• _Work required_:
Give the lines from the one containing "Target: green grass field" through the end of the rows, both ends included, as a JSON list of strings with one string per line and blank lines left out. Include no other lines.

begin Input for this task

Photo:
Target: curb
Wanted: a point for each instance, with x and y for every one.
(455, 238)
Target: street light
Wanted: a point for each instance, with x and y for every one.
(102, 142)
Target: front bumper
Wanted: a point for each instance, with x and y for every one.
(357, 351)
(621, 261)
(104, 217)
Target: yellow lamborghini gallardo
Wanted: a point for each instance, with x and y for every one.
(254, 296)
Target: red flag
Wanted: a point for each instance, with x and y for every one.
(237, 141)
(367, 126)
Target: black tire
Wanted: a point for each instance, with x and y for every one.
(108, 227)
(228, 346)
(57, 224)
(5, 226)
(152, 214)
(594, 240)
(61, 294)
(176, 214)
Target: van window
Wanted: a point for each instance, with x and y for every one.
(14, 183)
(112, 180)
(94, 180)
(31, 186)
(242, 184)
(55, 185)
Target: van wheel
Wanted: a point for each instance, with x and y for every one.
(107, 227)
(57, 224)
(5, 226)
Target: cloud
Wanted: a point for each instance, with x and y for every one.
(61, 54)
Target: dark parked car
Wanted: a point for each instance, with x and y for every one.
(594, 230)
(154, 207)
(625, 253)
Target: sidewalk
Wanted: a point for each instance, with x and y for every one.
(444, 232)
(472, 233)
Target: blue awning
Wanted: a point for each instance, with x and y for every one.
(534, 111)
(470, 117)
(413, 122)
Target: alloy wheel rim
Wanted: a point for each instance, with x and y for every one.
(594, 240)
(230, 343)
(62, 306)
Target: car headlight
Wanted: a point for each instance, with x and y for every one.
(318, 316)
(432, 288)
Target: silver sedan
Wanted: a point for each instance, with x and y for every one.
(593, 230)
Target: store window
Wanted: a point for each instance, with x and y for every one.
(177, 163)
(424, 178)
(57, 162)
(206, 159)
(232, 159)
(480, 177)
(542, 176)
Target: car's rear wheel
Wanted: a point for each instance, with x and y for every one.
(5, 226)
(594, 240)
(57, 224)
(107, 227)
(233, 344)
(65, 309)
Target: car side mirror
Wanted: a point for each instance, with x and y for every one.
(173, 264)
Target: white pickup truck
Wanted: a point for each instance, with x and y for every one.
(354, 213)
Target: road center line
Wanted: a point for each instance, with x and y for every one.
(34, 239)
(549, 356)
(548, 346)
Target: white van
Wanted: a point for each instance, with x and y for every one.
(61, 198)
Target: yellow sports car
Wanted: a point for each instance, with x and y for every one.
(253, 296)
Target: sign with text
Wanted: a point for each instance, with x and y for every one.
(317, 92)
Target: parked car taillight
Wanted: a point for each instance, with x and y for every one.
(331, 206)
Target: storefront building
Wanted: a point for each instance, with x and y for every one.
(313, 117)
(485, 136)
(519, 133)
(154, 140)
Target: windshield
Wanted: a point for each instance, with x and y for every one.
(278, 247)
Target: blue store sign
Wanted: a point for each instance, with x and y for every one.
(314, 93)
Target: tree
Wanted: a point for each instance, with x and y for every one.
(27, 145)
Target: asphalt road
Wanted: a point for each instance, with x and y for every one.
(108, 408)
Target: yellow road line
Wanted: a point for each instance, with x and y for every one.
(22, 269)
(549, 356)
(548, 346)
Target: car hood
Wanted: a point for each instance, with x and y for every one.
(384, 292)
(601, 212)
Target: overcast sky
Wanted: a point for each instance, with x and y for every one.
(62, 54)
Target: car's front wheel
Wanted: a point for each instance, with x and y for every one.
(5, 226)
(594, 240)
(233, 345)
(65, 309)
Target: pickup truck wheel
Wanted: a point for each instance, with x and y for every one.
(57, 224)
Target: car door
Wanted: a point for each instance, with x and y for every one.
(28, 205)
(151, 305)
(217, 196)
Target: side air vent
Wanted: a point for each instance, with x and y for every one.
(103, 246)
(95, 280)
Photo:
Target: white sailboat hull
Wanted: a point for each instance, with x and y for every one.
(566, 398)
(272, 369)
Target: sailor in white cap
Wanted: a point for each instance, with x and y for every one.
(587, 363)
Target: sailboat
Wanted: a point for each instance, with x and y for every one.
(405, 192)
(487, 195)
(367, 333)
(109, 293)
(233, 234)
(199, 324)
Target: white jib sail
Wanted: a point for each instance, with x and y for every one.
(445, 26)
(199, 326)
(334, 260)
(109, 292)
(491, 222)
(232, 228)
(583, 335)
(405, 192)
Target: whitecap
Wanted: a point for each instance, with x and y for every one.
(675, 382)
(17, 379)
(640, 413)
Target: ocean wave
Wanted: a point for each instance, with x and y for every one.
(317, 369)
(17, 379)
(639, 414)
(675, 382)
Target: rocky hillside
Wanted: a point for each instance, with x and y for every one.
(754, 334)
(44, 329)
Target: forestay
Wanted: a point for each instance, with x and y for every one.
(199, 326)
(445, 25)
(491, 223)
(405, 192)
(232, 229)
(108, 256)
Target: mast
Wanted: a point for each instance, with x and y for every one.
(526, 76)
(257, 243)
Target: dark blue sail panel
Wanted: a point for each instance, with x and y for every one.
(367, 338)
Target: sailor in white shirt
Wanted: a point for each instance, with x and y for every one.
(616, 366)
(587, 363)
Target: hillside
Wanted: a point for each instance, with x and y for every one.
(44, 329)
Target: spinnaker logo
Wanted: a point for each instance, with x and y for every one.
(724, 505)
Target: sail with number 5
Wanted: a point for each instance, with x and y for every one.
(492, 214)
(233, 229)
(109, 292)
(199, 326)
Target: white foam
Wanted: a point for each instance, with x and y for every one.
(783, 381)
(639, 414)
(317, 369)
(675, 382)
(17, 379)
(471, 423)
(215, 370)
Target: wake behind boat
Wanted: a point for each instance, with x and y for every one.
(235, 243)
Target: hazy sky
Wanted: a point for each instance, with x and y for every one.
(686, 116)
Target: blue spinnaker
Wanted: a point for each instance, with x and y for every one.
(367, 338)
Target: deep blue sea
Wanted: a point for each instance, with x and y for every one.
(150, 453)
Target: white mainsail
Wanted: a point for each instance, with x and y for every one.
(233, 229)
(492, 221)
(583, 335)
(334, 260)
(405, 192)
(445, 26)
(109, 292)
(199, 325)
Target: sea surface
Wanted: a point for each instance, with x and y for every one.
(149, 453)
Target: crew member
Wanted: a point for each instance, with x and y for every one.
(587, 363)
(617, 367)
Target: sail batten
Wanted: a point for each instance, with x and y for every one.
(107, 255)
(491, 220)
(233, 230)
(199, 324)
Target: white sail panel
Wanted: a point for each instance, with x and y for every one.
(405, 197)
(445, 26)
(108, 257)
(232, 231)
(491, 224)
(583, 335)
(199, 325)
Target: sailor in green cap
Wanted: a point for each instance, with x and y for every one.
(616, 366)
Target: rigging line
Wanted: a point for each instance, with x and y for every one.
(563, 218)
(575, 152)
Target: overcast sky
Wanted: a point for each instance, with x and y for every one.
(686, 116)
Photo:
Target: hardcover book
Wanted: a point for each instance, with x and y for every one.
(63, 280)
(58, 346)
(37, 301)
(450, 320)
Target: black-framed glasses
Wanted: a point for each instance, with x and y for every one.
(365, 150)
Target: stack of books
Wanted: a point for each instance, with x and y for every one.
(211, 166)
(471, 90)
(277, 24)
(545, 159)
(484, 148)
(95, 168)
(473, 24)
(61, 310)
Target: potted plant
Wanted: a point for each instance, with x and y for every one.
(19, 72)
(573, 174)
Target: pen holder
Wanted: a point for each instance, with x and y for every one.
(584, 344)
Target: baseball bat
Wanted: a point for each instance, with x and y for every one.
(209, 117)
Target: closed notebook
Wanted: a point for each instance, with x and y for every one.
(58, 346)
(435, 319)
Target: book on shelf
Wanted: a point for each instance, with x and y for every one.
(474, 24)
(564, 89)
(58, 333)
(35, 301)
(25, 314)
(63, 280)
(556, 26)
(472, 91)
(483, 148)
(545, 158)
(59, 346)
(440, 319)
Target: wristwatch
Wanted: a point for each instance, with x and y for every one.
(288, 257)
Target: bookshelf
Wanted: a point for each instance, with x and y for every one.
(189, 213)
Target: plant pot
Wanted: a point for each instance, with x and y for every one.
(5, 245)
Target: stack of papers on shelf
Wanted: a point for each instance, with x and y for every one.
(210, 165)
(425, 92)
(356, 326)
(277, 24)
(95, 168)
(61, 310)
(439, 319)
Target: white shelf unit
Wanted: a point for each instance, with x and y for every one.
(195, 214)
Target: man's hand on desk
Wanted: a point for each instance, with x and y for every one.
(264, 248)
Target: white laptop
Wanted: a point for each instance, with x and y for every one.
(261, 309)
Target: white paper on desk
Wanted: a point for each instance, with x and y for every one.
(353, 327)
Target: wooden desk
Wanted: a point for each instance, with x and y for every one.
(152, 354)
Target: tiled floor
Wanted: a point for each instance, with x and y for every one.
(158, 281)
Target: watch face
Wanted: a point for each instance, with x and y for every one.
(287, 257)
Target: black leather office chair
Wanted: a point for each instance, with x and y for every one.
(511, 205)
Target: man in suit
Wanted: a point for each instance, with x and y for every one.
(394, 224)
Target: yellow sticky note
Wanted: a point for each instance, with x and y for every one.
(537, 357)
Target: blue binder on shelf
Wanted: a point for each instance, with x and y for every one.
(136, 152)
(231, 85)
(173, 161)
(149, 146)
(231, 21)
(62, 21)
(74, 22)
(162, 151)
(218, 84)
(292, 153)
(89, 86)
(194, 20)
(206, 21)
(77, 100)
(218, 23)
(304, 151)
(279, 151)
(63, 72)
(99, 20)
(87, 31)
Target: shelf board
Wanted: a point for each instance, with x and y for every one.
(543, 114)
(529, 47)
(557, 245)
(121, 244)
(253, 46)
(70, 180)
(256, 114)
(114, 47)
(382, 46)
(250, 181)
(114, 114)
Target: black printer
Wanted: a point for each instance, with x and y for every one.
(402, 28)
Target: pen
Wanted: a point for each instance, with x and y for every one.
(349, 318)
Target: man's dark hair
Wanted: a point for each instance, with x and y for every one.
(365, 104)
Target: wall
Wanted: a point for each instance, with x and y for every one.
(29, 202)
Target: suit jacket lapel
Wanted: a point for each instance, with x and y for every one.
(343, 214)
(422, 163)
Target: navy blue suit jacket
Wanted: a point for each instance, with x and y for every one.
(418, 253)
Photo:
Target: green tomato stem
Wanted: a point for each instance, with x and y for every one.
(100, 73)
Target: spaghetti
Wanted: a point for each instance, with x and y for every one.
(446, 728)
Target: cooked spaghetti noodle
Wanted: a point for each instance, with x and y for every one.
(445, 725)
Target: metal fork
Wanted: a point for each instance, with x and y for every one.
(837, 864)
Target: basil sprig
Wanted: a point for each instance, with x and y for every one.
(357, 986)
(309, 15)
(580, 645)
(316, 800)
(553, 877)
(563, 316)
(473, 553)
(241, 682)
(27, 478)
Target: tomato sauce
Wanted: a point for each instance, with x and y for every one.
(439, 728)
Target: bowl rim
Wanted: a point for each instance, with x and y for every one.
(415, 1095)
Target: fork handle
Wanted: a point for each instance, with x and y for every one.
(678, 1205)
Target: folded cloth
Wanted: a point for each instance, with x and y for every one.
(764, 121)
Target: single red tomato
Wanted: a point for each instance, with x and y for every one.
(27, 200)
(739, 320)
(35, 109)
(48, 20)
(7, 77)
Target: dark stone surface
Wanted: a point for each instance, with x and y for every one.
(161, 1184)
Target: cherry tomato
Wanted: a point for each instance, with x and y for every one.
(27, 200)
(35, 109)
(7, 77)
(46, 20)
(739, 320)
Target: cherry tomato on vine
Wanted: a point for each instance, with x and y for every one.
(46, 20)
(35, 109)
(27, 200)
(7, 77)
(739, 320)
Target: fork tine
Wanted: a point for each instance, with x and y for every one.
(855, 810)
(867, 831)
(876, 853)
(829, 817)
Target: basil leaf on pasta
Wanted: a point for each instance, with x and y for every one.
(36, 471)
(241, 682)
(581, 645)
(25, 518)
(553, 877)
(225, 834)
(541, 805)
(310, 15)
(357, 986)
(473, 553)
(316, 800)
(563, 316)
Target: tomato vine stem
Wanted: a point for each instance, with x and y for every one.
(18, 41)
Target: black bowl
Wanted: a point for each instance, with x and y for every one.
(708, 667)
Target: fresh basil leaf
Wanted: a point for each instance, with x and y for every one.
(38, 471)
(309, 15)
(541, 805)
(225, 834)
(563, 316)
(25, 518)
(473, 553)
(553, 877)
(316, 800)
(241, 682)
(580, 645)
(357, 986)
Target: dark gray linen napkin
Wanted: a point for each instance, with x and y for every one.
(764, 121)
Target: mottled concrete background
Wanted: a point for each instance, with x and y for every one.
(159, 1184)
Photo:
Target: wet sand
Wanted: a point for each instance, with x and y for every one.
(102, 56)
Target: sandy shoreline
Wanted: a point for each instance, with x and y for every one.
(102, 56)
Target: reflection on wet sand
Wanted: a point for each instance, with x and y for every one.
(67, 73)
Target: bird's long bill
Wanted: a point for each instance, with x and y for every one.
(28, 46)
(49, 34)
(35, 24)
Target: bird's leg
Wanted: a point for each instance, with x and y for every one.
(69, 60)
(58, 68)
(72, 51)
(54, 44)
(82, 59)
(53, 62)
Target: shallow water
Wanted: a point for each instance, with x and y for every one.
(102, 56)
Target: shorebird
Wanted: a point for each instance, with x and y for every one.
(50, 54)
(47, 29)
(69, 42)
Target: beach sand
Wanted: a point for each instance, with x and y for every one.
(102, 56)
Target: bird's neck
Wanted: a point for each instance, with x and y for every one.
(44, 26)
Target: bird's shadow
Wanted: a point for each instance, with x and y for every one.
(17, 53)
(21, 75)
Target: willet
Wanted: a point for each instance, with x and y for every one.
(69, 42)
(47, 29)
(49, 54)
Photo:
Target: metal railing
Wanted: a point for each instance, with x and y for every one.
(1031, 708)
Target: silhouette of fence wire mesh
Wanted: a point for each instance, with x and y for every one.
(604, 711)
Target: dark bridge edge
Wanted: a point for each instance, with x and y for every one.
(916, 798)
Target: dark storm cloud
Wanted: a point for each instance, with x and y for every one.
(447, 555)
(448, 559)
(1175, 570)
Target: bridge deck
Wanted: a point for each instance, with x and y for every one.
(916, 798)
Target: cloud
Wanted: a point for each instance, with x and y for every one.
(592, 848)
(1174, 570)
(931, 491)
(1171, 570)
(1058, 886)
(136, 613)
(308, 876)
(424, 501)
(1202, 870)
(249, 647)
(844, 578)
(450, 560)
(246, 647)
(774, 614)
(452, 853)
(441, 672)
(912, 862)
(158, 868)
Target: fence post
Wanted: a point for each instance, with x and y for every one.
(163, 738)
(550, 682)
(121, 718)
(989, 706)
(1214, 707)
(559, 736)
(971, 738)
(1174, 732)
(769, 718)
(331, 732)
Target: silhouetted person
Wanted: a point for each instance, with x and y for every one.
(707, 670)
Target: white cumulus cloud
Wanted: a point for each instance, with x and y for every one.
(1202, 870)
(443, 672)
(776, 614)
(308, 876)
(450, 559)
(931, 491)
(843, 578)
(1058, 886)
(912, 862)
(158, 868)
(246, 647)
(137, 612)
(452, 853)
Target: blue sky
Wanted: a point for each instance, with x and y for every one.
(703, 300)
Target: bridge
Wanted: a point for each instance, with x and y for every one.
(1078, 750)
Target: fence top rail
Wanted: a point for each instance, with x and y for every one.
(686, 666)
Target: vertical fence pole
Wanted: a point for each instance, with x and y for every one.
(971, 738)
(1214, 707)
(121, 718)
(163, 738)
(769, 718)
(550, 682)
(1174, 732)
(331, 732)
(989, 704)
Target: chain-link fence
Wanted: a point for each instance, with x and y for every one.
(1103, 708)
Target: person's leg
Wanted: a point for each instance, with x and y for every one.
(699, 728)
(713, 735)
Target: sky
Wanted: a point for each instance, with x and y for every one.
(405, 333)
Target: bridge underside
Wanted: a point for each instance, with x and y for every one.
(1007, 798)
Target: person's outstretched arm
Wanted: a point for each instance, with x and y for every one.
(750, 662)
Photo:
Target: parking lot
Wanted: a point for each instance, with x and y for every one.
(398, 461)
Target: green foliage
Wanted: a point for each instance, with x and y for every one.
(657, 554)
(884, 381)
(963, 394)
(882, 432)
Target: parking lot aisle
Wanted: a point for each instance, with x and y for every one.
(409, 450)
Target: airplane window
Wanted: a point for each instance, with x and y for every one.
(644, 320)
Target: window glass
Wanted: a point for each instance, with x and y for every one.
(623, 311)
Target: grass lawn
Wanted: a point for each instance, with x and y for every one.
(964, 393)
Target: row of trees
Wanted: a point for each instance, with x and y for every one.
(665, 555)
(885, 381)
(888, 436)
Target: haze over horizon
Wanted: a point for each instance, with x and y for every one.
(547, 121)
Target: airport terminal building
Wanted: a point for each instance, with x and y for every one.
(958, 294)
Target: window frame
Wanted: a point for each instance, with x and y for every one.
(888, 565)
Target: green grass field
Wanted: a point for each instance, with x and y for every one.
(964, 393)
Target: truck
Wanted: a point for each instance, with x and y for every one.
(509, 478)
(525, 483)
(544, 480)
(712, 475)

end Input for this task

• _Solved exercise_:
[
  "Target: green grass field",
  "Wanted: a point for each instance, with x and y for every one.",
  "(964, 393)",
  "Target: truck",
  "Wanted: a point for each instance, with x and y for every one.",
  "(509, 478)",
  "(525, 483)",
  "(544, 480)",
  "(712, 475)"
]